Beginning last summer, US President George W. Bush administration officials insisted that they had compelling new evidence about Iraq's prohibited weapons programs, and only occasionally acknowledged in public how little they actually knew about the status of Baghdad's chemical, biological or nuclear arms.
Some officials belittled the on-again, off-again UN inspections after the Persian Gulf War in 1991, suggesting that the inspectors had missed important evidence. "Even as they were conducting the most intrusive system of arms control in history, the inspectors missed a great deal," US Vice President Dick Cheney said in August, before the inspections resumed.
In the fall, as the debate intensified over whether or not to have inspectors return to Iraq, senior government officials continued to suggest that the US had new or better intelligence that Iraq's weapons programs were accelerating -- information that the UN lacked.
"After 11 years during which we have tried containment, sanctions, inspections, even selected military action, the end result is that Saddam Hussein still has chemical and biological weapons and is increasing his capabilities to make more," Bush declared in a speech in Cincinnati in October. "And he is moving ever closer to developing a nuclear weapon."
"Clearly, to actually work, any new inspections, sanctions, or enforcement mechanisms will have to be very different," he added.
Now, with the failure so far to find prohibited weapons in Iraq, US intelligence officials and senior members of the administration have acknowledged that there was little new evidence flowing into US intelligence agencies in the five years since UN inspectors left Iraq, creating an intelligence vacuum.
Rice
Condoleezza Rice, Bush's national security adviser, said on Saturday that the question of new evidence versus old was beside the point. "The question of what is new after 1998 is not an interesting question," she said. "There is a body of evidence since 1991. You have to look at that body of evidence and say what does this require the US to do? Then you are compelled to act."

□ □ □ □ □ □ □

EXERCISE A: Decide whether each statement agrees with the article on US intelligence about Iraq's weapons: (i) Cheney criticized the inspectors after the inspections resumed; (ii) Bush spoke in Cincinnati in October; (iii) Rice made her remarks on a Sunday. Answer yes or no for each, quoting the words of the article that settle it.
EXERCISE B: Go on with the article on US intelligence about Iraq's weapons, picking up after its final sentence.

[Items from a data source]
□ □ □ □ □ □ □

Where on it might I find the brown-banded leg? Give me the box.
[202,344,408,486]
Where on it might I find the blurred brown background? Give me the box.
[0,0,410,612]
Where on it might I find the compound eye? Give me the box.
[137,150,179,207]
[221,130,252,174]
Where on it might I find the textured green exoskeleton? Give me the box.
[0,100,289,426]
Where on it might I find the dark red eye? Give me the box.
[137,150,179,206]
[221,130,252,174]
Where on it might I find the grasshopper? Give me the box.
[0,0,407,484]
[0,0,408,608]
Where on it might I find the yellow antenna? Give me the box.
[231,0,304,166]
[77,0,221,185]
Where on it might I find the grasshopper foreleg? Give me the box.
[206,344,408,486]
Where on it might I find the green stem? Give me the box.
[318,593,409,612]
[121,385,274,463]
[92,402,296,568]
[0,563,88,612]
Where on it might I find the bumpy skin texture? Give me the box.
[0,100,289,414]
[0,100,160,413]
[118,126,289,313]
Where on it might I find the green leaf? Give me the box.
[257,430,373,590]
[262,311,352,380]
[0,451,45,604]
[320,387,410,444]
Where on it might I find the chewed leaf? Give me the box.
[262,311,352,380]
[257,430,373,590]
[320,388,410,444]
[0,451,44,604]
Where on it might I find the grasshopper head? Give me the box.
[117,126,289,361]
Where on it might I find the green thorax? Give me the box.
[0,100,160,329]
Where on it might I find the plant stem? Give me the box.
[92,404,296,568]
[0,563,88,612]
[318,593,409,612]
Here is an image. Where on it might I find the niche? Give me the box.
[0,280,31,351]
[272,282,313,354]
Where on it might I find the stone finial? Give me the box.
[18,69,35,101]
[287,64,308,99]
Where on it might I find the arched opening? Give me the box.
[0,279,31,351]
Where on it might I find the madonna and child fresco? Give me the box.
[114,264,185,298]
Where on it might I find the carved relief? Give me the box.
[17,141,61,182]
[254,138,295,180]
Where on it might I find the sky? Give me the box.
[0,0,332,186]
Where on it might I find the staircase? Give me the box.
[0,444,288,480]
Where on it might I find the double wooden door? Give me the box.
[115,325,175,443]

□ □ □ □ □ □ □

OUTPUT A:
(i) No: "Dick Cheney said in August, before the inspections resumed."
(ii) Yes: "Bush declared in a speech in Cincinnati in October."
(iii) No: "Condoleezza Rice, Bush's national security adviser, said on Saturday."

OUTPUT B:
In a series of recent interviews, intelligence and other officials described the Central Intelligence Agency (CIA) and the White House as essentially blinded after the UN inspectors were withdrawn from Iraq in 1998. They were left grasping for whatever slivers they could obtain, like unconfirmed reports of attempts to buy uranium, or fragmentary reports about the movements of suspected terrorists.
Bush has continued to express confidence that evidence of weapons programs will be found in Iraq, and the administration has recently restructured the weapons hunt after the teams dispatched by the Pentagon immediately after the war confronted an array of problems on the ground and came up mostly empty-handed.
Rumsfeld
US Defense Secretary Donald H. Rumsfeld offered a nuanced analysis to Congress recently about the role that US intelligence played as the administration built its case against Saddam.
"The coalition did not act in Iraq because we had discovered dramatic new evidence of Iraq's pursuit of weapons of mass murder," he said."We acted because we saw the existing evidence in a new light: through the prism of our experience on Sept. 11."
Kerr
Richard Kerr, who headed a four-member team of retired CIA officials that reviewed prewar intelligence about Iraq, said analysts at the CIA and other agencies were forced to rely heavily on evidence that was five years old at least.